[Esercizio] Trascrivi tutte le righe dei dati qui sotto in un elenco numerato, saltando quelle vuote e lasciando fuori le immagini.

[Dati raccolti]
- - -

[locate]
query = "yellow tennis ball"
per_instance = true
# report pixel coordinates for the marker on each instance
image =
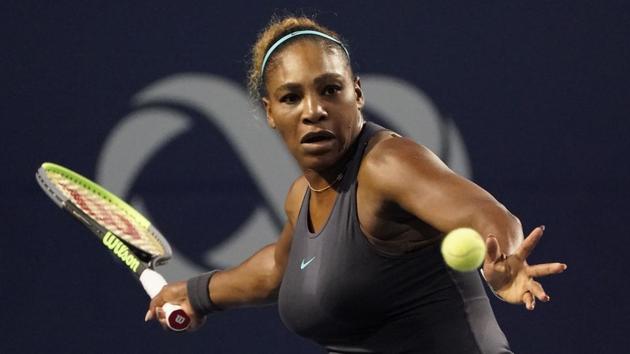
(463, 249)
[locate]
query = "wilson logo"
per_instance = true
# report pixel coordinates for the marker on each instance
(121, 251)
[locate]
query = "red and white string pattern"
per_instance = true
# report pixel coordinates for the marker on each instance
(107, 214)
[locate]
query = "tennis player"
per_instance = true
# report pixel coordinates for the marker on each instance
(357, 266)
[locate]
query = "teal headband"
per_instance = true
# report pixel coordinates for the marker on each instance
(295, 34)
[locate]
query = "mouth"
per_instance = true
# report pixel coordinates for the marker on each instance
(317, 137)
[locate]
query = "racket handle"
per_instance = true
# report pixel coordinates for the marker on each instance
(176, 319)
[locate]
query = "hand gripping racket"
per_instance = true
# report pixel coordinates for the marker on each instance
(122, 230)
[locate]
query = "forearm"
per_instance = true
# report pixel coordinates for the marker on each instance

- - -

[Risposta qui sotto]
1. [locate]
2. query = "yellow tennis ball"
3. per_instance = true
4. # report pixel coordinates for the marker on each instance
5. image =
6. (463, 249)
7. [locate]
8. query = "wilson logo"
9. per_instance = true
10. # report pixel coordinates for the marker on each instance
11. (121, 251)
12. [locate]
13. query = "red and white string pattern"
14. per_instance = true
15. # report pixel coordinates for the marker on each instance
16. (107, 214)
17. [locate]
18. query = "tennis player"
19. per_instance = true
20. # report pixel coordinates for the marker on each instance
21. (357, 266)
22. [locate]
23. query = "teal headband"
24. per_instance = true
25. # report pixel coordinates for the marker on each instance
26. (295, 34)
27. [locate]
28. query = "mouth"
29. per_instance = true
30. # report pixel coordinates for the marker on each instance
31. (317, 137)
32. [locate]
33. query = "racket handle"
34. per_instance = true
35. # report pixel coordinates for the marker on each instance
36. (176, 319)
37. [locate]
38. query = "hand gripping racket"
39. per_instance = true
40. # report pixel coordinates for the marker on each instance
41. (122, 230)
42. [locate]
43. query = "forearm"
44. per_instance = true
45. # report pixel coordinates for the marker on each instance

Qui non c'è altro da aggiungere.